> [Dataset]:

————

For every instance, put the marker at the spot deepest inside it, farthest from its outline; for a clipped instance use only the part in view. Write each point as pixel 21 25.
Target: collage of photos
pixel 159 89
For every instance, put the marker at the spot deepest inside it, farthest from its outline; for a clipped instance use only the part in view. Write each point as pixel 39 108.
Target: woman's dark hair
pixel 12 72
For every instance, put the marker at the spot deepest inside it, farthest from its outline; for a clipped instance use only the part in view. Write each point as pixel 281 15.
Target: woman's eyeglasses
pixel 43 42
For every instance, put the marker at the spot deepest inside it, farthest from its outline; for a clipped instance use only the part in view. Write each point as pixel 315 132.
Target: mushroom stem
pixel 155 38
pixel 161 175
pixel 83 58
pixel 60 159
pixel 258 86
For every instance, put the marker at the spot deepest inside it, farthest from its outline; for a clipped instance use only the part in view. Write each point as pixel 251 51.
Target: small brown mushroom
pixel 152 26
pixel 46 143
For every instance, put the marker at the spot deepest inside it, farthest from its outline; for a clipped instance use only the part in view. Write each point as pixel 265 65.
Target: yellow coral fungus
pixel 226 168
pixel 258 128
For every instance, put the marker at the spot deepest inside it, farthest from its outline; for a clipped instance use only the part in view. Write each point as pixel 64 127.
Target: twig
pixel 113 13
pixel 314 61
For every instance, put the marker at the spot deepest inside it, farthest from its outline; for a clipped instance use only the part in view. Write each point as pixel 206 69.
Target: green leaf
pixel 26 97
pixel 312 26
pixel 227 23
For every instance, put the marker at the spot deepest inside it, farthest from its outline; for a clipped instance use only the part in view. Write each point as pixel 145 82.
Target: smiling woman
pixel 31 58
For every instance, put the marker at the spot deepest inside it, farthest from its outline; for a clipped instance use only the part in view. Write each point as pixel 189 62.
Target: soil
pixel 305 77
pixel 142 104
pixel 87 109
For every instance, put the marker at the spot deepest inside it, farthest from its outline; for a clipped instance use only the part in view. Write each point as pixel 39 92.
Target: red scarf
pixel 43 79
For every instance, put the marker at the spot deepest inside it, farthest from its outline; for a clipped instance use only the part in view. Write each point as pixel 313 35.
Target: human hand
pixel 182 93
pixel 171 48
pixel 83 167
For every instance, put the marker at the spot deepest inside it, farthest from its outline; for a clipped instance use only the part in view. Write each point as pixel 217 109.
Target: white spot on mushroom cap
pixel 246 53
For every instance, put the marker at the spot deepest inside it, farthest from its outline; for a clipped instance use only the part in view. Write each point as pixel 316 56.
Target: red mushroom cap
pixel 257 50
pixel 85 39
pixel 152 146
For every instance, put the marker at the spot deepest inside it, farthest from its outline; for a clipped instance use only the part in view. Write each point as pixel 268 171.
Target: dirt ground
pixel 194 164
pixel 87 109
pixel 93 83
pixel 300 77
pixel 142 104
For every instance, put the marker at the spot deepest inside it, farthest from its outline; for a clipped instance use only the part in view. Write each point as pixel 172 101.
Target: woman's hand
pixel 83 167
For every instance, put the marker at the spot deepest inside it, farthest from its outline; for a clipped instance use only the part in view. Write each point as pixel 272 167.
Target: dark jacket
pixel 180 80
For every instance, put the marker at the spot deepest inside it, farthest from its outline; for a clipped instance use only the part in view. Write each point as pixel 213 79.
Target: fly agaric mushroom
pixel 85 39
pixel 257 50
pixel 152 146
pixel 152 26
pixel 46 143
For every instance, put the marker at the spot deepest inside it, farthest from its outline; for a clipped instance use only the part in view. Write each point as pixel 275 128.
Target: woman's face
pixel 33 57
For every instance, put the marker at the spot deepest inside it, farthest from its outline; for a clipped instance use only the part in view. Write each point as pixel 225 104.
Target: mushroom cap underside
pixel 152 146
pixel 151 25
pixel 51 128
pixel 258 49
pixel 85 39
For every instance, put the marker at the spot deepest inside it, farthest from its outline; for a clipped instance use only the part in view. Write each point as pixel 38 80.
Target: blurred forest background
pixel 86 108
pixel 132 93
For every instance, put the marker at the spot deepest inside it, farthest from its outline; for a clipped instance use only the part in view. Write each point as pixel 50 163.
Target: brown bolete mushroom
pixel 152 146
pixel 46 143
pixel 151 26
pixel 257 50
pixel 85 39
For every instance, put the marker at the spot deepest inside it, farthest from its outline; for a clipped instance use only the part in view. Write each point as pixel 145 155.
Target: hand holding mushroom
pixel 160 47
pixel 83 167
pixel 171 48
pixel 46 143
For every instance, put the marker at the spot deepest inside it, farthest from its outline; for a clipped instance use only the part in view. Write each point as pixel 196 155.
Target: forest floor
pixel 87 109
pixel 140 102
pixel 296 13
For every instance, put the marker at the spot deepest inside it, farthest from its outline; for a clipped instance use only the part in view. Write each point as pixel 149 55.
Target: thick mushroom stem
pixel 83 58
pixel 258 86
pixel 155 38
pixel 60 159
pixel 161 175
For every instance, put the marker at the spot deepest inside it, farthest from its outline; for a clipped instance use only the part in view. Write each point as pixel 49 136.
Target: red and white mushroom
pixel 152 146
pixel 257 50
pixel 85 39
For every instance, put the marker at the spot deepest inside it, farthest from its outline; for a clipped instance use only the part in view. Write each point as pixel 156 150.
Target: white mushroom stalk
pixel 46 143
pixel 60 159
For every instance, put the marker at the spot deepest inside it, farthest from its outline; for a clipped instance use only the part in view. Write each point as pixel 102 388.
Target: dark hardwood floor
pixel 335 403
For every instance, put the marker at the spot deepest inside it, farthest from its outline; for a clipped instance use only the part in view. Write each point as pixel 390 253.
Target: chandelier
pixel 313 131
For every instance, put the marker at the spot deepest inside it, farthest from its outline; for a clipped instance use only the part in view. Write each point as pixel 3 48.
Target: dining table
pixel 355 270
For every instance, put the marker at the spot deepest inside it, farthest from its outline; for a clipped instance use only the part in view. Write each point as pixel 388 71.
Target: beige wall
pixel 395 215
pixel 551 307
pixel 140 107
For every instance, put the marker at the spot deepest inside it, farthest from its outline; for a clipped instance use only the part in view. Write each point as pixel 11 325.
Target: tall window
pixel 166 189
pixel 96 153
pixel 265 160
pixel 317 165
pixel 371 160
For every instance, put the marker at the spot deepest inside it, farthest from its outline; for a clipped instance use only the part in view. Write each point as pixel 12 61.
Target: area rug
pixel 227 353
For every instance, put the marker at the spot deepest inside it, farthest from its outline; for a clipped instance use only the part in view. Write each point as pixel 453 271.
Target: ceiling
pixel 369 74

————

> [Written task]: Rewrite every row above, changing "instance" to "object" wherever it occurs and leaving everything else unchanged.

> [Problem solution]:
For every object, put the marker at the spot deepest inside it, farthest from its outline; for a clipped object use only the part in view. Write each point as pixel 21 25.
Target: collage of photos
pixel 159 89
For every object, put the marker at the spot deepest inside it, farthest from its outline; for a clipped object use only the part in view. Write each point as pixel 39 108.
Target: woman's dark hair
pixel 12 72
For every object, put the marker at the spot deepest inside it, farthest from its outline; for a clipped object use only the part in view. Write each point as pixel 281 15.
Target: woman's eyeglasses
pixel 43 42
For every object, put the marker at the spot deepest inside it, farthest from its outline; for a clipped object use only the part in view. Write each point as pixel 315 132.
Target: mushroom stem
pixel 155 38
pixel 161 175
pixel 83 58
pixel 60 159
pixel 258 86
For every object, put the marker at the spot deepest inside it, farthest from its outline; for a clipped object use only the part in view. Write each point as pixel 251 51.
Target: small brown mushroom
pixel 152 26
pixel 46 143
For every object, put the marker at the spot deepest inside it, farthest from its outline; for a clipped object use only the part in view. Write each point as pixel 265 65.
Target: yellow coral fungus
pixel 226 168
pixel 258 128
For every object, put the marker at the spot deepest inside it, farthest from its outline; for a clipped object use only the part in view. Write each point as pixel 64 127.
Target: twig
pixel 113 13
pixel 314 61
For every object, put the marker at the spot deepest inside it, farthest from its outline; for a clipped object use only the part in view. Write each point as pixel 206 69.
Target: green leaf
pixel 26 97
pixel 312 26
pixel 227 23
For every object, put the marker at the spot deepest inside it, farthest from its outline; for a clipped object use only the part in view. Write each point as pixel 145 82.
Target: smiling woman
pixel 31 58
For every object, put the marker at the spot deepest inside it, farthest from its outline; for a clipped object use only the part in view. Write each point as pixel 189 62.
Target: soil
pixel 305 77
pixel 142 104
pixel 87 109
For every object, put the marker at the spot deepest inside it, farthest from its outline; for a clipped object use only the part in view. Write each point as pixel 39 92.
Target: red scarf
pixel 43 79
For every object, put the marker at the spot deepest inside it, farthest from its outline; for a clipped object use only the part in view. Write each point as pixel 313 35.
Target: human hand
pixel 182 93
pixel 171 48
pixel 83 167
For every object, put the marker at the spot deepest inside it, farthest from its outline; for a clipped object use only the part in view. Write each point as pixel 217 109.
Target: white spot on mushroom cap
pixel 246 53
For every object, put the marker at the spot deepest inside it, farthest from its outline; for a clipped object use only the part in view. Write each point as pixel 316 56.
Target: red mushroom cap
pixel 257 50
pixel 85 39
pixel 152 146
For every object, put the marker at the spot deepest inside it, farthest from its outline; for a clipped object use only the part in view. Write each point as pixel 268 171.
Target: dirt ground
pixel 194 164
pixel 87 109
pixel 93 83
pixel 300 77
pixel 142 104
For every object, put the marker at the spot deepest inside it, farthest from its outline; for a clipped object use only the part in view. Write each point as pixel 172 101.
Target: woman's hand
pixel 83 167
For every object, put the marker at the spot deepest inside it, farthest from its outline; for a clipped object use only the part in view. Write each point as pixel 272 167.
Target: dark jacket
pixel 180 80
For every object, put the marker at the spot deepest inside it, farthest from its outline; for a clipped object use only the part in view. Write each point as pixel 213 79.
Target: fly agaric mushroom
pixel 85 39
pixel 257 50
pixel 152 146
pixel 152 26
pixel 46 143
For every object, put the marker at the spot deepest inside it, farthest from its outline; for a clipped object use only the part in view. Write each point as pixel 275 128.
Target: woman's face
pixel 33 57
For every object, put the marker at the spot deepest inside it, farthest from its outline; for a clipped object use only the part in view. Write each point as pixel 225 104.
Target: mushroom cap underside
pixel 152 146
pixel 151 25
pixel 51 128
pixel 258 49
pixel 85 39
For every object, put the marker at the spot deepest inside it, farthest from its outline; for a clipped object use only the part in view. Write each point as pixel 38 80.
Target: blurred forest background
pixel 86 108
pixel 132 93
For every object, put the marker at the spot deepest inside it, farthest from its outline; for a clipped object use only the part in view. Write each point as pixel 50 163.
Target: brown bolete mushroom
pixel 152 146
pixel 46 143
pixel 151 26
pixel 257 50
pixel 85 39
For every object, put the marker at the spot deepest inside it, farthest from its outline; for a clipped object use only the part in view. Write each point as pixel 145 155.
Target: hand holding mushroom
pixel 160 47
pixel 83 167
pixel 171 48
pixel 46 143
For every object, put the marker at the spot deepest inside it, farthest from its outline; for a clipped object use only the part in view. Write each point as pixel 196 155.
Target: forest floor
pixel 87 109
pixel 140 102
pixel 296 13
For every object, put the marker at the spot deepest inside it, farthest from its outline; for a clipped object use only the part in view. Write each point as pixel 149 55.
Target: thick mushroom stem
pixel 83 58
pixel 258 86
pixel 155 38
pixel 60 159
pixel 161 175
For every object, put the marker at the spot deepest inside it, farthest from its outline; for a clipped object use only the part in view. Write each point as pixel 49 136.
Target: red and white mushroom
pixel 152 146
pixel 257 50
pixel 85 39
For every object, put the marker at the spot deepest inside it, farthest from its outline; for a clipped object use only the part in view. Write each point as pixel 156 150.
Target: white mushroom stalk
pixel 46 143
pixel 60 159
For every object, put the marker at the spot deepest inside it, farthest from its outline; for a clipped object use only the part in view. Write each point as pixel 102 388.
Target: dark hardwood floor
pixel 335 403
For every object, put the marker at the spot deepest inside it, farthest from its outline; for a clipped object use only the part in view. Write each point as pixel 390 253.
Target: chandelier
pixel 313 131
For every object, put the marker at the spot deepest inside it, farthest from its outline; for a clipped object use only the part in view. Write each point as pixel 3 48.
Target: dining table
pixel 355 270
For every object, put the marker at the spot deepest inside it, farthest from its outline; for a clipped object use only the part in view. Write each point as pixel 388 71.
Target: beige wall
pixel 395 215
pixel 551 307
pixel 140 107
For every object, put the marker at the spot deepest inside it, farthest from its outline; for a clipped object use only the part in view. Write each point as pixel 11 325.
Target: tall window
pixel 166 189
pixel 96 153
pixel 265 160
pixel 317 165
pixel 371 160
For every object, put the marker at the spot deepest inside it, farthest from its outline; for a clipped object use only the part in view. Write each point as pixel 12 61.
Target: area rug
pixel 227 353
For every object, put the marker at the spot deepest inside it, farthest from its outline; for a clipped object use only the part in view. Write each point as pixel 453 271.
Target: ceiling
pixel 369 74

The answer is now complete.